This repo contains a text fabric dataset of the Ugaritic text corpus. It is work in progress.
This dataset is developed as part of the CACCHT project, which is a collaboration of Christian Canu Højgaard, Martijn Naaijer, Martin Ehrensvärd, Robert Rezetko, Oliver Glanz, and Willem van Peursen. The goal of CACCHT is to prepare and publish ancient Semitic texts digitally, that can be used for research.
For this dataset, we cooperate with Tania Notarius (University of the Free State), Lynn Strietzel and Maria Simion, volunteer assistants (Polis - the Jerusalem Institute of Language and Humanities).

§ §

■ What you will do
#1 Please explain, using the description of the Ugaritic dataset, why the dataset is being prepared, in one to three sentences.
#2 Write the next few sentences of the description of the Ugaritic dataset, starting after its last sentence.

§ §

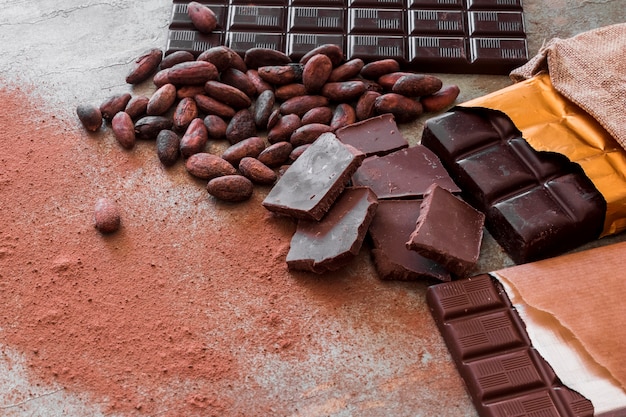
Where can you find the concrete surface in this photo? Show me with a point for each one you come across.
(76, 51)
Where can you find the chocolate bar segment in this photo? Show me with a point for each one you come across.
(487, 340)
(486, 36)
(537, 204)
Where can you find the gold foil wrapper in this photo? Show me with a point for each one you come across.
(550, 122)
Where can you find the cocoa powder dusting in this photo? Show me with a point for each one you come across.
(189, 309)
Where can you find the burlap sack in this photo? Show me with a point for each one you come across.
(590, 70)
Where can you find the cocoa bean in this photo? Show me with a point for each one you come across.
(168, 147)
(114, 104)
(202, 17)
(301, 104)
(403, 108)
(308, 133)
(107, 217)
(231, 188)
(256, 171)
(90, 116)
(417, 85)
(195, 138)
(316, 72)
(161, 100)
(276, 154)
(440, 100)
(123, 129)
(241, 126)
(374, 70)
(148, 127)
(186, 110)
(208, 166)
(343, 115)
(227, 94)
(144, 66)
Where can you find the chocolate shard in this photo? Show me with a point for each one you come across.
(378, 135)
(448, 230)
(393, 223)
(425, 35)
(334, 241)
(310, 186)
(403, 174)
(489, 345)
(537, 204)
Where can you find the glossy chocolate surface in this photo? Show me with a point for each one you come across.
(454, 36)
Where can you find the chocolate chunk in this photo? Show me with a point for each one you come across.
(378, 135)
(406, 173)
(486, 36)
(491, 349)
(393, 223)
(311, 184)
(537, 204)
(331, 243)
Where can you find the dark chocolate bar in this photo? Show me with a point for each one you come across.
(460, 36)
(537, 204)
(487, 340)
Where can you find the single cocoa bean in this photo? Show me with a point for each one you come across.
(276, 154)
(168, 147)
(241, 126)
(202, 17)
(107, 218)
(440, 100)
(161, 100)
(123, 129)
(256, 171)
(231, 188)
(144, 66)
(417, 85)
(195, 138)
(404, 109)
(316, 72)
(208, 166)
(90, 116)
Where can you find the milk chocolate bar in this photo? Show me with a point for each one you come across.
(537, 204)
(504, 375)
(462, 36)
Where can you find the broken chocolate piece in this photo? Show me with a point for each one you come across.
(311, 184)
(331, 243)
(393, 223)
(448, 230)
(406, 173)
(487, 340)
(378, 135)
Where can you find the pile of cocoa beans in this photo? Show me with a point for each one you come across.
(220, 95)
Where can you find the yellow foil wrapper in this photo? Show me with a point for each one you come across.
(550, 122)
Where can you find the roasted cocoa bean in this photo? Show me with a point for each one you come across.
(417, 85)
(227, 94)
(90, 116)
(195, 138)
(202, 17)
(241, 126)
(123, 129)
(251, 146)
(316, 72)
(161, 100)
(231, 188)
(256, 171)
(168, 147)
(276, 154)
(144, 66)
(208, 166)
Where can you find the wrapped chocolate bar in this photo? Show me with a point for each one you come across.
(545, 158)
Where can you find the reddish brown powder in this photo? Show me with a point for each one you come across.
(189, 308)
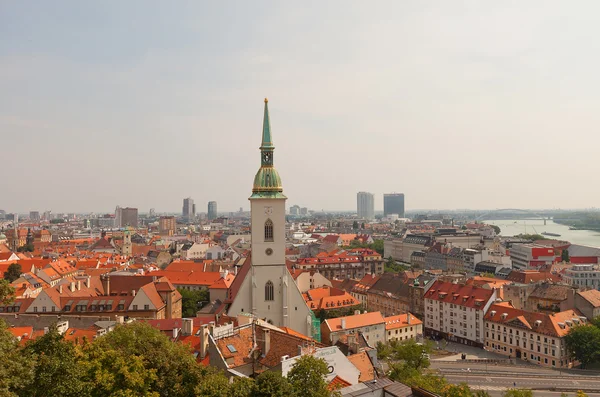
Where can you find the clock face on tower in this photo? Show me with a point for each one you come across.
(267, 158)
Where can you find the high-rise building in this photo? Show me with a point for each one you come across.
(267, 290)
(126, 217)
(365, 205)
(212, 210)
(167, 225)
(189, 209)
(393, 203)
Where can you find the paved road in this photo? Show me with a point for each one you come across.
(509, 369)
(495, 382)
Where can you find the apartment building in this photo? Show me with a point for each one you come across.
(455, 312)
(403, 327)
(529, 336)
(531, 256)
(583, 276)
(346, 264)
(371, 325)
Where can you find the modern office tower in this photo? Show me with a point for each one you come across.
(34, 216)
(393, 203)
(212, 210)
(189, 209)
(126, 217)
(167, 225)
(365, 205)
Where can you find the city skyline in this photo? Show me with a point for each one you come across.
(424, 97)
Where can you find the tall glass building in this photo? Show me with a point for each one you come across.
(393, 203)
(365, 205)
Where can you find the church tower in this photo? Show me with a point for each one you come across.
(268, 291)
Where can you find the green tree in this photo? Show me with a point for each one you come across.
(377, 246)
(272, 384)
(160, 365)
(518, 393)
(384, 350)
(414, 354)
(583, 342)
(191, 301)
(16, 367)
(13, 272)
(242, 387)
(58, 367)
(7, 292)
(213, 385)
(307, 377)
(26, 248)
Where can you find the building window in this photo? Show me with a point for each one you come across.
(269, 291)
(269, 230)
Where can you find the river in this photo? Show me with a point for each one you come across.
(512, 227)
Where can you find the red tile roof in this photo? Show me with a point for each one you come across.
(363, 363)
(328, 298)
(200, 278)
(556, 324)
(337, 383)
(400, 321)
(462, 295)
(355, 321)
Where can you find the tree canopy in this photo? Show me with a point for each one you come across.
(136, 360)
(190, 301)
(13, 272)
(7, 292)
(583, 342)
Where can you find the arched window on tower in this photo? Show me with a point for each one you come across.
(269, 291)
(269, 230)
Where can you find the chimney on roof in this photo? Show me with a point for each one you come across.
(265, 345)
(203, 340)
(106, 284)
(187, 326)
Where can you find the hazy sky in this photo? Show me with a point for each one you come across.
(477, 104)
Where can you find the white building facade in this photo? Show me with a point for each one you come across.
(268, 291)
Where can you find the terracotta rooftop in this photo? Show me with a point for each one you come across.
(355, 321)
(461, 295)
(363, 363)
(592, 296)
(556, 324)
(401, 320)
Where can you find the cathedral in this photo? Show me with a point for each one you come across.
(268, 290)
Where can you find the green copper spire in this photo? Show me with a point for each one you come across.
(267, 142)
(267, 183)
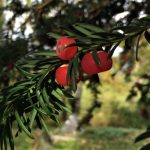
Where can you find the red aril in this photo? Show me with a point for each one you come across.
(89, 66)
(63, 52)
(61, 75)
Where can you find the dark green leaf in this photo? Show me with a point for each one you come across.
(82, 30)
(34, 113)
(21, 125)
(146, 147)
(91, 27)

§ §

■ Answers to the exercises
#1 The dataset is being developed as part of the CACCHT project. That project aims to prepare and publish ancient Semitic texts digitally so that they can be used for research.

#2
The following tablets of Die keilalphabetischen Texte aus Ugarit (KTU) are currently available:
- KTU 1.1-1.7
- KTU 1.14-1.22
- KTU 2.5-2.18
- KTU 2.20-2.27
- KTU 2.30-2.32
- KTU 2.34-2.44
- KTU 2.46-2.75
- KTU 2.77-2.80
- KTU 2.82-2.100
The texts are currently annotated with the following features:
- tablet: tablet title
- column: column number
- line: line number
- side: tablet side of inscription
- g_cons: a consonantal representation of each word in Latin script
- trailer: a representation of word spacing or word dividers
- language: Ugaritic
- sign: Letter in Latin script
- emen: emendations of various sorts in relation to a sign (including reconstructed, missing, excised, or redundant signs/letters)
- cert: certainty of the text in relation to a sign (corresponding to the italic of KTU)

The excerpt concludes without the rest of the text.